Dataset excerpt
· · · · · · ·
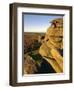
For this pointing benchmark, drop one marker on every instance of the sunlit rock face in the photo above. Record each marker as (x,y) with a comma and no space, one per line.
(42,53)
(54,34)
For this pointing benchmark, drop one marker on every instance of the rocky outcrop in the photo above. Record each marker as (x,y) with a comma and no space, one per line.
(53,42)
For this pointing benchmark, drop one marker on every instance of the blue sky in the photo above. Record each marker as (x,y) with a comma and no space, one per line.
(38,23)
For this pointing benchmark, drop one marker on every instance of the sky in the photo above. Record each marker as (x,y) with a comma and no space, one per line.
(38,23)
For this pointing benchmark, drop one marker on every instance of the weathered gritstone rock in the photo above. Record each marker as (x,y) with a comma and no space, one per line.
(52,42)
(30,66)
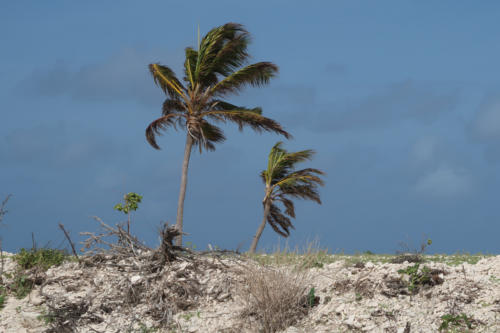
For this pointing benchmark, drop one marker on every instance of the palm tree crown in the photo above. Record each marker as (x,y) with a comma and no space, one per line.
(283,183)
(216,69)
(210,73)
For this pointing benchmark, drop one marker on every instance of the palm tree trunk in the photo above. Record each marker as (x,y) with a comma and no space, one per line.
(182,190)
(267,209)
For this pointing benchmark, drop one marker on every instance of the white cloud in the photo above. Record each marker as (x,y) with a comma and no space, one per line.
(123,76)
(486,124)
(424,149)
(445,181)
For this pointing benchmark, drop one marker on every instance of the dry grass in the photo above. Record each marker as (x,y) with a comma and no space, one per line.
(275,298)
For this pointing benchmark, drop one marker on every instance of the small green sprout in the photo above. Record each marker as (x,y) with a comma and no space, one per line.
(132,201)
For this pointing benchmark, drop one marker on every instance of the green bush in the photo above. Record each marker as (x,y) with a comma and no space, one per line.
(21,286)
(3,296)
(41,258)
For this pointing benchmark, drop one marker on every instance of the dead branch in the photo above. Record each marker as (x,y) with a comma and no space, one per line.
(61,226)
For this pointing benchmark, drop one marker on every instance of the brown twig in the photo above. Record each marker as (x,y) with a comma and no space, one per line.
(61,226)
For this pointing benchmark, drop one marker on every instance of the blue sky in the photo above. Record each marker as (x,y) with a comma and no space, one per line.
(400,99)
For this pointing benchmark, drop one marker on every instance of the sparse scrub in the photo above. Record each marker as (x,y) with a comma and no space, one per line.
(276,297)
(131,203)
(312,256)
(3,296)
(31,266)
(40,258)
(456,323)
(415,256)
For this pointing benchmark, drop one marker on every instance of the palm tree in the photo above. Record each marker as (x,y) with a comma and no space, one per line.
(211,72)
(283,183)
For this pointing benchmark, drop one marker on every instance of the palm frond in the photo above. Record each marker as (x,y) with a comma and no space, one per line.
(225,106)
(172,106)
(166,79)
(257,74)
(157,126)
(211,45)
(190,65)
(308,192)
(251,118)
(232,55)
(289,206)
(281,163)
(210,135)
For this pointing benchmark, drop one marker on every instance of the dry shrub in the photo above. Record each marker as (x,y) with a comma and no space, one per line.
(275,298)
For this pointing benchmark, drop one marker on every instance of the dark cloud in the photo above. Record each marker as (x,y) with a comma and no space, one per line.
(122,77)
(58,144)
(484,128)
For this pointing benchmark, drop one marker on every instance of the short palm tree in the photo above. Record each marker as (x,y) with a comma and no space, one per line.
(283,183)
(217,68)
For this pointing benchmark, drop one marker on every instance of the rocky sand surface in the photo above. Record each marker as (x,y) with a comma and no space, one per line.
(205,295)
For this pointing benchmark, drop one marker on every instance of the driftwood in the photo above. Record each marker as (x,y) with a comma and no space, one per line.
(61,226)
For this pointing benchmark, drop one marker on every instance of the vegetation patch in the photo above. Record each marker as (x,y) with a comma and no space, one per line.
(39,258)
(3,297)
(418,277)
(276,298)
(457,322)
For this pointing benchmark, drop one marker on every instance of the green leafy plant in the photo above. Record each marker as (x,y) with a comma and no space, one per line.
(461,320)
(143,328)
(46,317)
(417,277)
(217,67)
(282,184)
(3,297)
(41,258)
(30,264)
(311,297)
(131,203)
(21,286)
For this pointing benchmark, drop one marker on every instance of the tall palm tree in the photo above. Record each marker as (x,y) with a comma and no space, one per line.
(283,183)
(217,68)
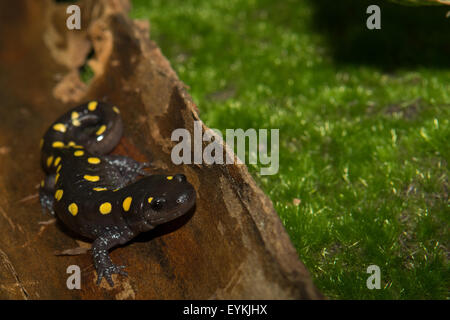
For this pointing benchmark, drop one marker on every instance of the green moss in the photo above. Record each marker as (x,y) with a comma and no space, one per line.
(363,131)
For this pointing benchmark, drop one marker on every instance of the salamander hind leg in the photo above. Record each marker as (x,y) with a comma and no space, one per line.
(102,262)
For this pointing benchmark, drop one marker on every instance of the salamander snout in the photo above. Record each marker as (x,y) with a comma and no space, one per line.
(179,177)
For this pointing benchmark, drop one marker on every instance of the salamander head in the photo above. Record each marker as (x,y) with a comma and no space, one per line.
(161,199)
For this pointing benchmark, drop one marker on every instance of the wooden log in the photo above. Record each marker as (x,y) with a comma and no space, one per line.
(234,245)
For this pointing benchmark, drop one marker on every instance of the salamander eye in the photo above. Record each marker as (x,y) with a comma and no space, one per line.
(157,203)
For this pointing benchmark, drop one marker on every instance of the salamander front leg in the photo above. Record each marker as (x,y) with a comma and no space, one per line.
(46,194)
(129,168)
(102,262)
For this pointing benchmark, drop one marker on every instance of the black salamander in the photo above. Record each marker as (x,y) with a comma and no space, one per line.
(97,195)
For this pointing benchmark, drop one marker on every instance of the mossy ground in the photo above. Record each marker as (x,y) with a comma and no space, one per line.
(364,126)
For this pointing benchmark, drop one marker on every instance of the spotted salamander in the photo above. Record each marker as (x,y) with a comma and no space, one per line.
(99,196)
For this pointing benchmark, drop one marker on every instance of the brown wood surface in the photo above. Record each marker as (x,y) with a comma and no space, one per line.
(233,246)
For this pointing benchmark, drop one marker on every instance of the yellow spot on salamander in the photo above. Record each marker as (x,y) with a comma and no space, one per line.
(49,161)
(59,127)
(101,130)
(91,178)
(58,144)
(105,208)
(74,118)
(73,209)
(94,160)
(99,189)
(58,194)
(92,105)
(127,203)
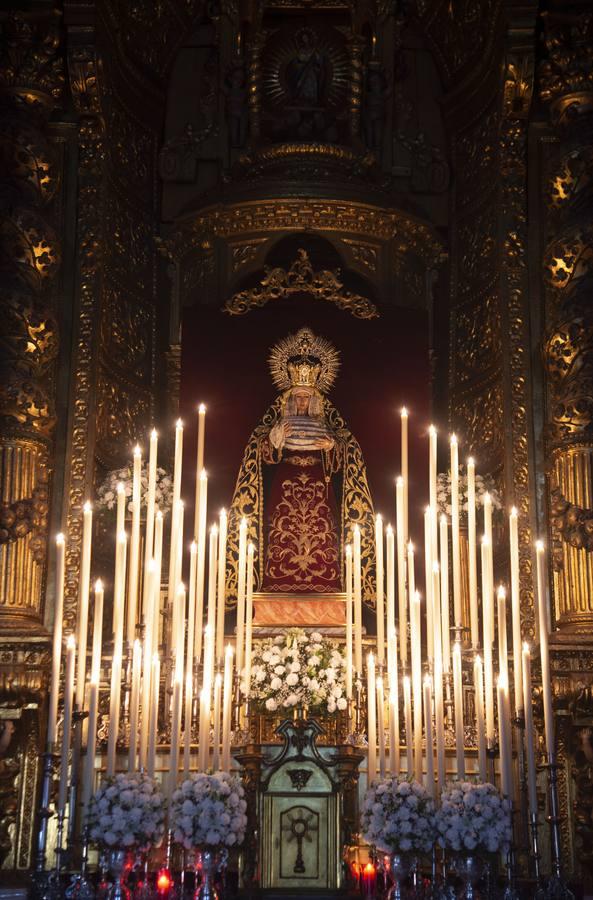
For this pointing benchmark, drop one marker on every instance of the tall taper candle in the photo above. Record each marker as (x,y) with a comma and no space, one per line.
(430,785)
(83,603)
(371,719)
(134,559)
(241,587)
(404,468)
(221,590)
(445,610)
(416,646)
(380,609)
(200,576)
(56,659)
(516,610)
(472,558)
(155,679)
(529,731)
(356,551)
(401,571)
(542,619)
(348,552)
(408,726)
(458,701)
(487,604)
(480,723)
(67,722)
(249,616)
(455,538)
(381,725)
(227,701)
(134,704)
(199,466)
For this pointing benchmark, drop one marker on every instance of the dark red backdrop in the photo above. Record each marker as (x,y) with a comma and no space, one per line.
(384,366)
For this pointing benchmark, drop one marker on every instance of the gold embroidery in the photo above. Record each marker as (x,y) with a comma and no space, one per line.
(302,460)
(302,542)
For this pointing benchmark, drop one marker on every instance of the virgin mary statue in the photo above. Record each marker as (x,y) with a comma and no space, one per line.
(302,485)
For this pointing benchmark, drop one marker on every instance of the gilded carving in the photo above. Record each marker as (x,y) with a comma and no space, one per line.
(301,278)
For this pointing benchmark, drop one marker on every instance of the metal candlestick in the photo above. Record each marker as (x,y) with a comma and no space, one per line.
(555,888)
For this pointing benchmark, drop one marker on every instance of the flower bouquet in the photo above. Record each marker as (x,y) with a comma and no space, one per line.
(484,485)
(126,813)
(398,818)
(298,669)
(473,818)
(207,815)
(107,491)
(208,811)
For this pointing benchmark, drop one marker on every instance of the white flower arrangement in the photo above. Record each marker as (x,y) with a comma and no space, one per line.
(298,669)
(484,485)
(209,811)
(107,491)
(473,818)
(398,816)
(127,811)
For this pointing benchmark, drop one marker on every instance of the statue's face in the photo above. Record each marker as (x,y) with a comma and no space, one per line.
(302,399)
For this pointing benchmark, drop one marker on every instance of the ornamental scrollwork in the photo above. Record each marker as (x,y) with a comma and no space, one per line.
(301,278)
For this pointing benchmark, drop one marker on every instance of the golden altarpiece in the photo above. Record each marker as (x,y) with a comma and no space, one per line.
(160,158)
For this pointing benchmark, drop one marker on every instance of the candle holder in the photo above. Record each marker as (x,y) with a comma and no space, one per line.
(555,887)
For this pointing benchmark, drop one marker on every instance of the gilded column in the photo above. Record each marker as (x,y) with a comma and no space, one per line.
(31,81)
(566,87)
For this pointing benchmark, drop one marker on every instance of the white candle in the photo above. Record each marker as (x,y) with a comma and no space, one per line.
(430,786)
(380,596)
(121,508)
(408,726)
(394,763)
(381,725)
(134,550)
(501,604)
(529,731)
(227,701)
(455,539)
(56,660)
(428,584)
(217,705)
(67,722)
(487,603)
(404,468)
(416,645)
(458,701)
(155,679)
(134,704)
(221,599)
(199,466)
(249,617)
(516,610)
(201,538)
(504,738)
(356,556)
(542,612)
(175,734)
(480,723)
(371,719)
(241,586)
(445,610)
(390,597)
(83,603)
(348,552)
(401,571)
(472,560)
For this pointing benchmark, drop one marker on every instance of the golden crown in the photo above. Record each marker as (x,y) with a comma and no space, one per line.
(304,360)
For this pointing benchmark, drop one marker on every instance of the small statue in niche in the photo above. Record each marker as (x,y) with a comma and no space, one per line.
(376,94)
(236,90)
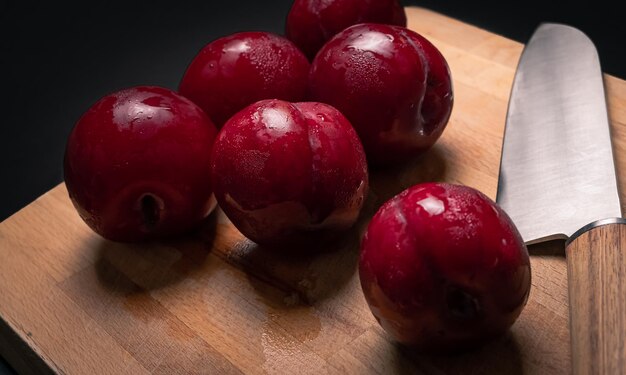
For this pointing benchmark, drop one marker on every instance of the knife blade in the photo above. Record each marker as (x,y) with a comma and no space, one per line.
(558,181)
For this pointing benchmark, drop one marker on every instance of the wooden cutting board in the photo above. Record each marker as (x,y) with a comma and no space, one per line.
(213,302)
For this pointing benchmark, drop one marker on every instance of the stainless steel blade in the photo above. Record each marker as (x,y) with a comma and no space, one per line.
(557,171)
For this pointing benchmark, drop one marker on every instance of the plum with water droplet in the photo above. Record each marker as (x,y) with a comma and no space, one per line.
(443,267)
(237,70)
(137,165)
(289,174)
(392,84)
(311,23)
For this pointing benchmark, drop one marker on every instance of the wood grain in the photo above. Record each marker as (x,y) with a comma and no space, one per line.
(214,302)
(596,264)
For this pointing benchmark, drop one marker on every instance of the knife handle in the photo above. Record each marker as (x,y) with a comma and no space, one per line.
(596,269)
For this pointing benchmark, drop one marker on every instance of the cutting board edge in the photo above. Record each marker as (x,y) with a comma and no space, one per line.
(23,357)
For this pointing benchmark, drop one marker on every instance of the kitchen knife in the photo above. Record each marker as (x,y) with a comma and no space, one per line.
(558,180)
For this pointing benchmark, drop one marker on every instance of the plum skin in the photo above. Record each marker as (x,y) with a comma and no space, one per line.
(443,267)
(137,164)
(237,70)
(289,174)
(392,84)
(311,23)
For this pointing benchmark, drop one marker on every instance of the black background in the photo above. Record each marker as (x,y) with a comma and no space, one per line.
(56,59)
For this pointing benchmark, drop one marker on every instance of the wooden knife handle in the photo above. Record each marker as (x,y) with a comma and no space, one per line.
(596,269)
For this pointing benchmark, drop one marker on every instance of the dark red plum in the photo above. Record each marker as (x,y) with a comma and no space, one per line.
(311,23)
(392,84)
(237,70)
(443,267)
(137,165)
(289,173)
· · · · · · ·
EXERCISE INSTRUCTIONS —
Give back exactly the lines from the one containing "the plum with" to the end of the material, both ends included.

RESULT OF THE EXERCISE —
For this pointing benchmark, drop one marker on every instance of the plum with water droplet in the photo above. Record each marker as (x,y) with a comma and no space, one per line.
(443,267)
(237,70)
(137,165)
(289,174)
(392,84)
(311,23)
For this pointing benchmark, drop one marker on every instance of the wood grain in the photo above. Record each marker as (x,y) with a comma and no space, one per line.
(214,302)
(596,264)
For this pointing benchmark, drop one marker on every instance of the knife handle in the photo above. Record each marker as (x,y) with a comma and no space, one per line.
(596,269)
For this pointing benchmark, drop one marker on every instance of the cutting board edge in the photo above. Record each marker as (x,y) with a comma and no space, one per line.
(23,357)
For this pointing benchmark, drop one marker on every instance of the kitchen knife in the photo above. Record each marker as (x,y) with a comma and no space, one per line.
(558,180)
For this pointing benchmark, drop one marker on every instance of the plum skin in the photo above. Record each marker as (x,y) with a comma and no space, one per line.
(443,267)
(137,164)
(237,70)
(289,174)
(392,84)
(311,23)
For this pointing benchmark, drop one marker on every instance of the black background in the photo above. Record each marker as (x,y) with a comma and no space, one per line.
(56,59)
For this pointing benchmark, drop one marker on every instance of the wooden knife handle in the photo above. Record each marker as (x,y) with a comma and no space, one per line.
(596,269)
For this pointing benchmark, drop one marker on every instance of the dark red plum in the photo above. Record each marker as (x,y) with a comma and no space, one per line.
(311,23)
(392,84)
(237,70)
(443,267)
(137,165)
(289,173)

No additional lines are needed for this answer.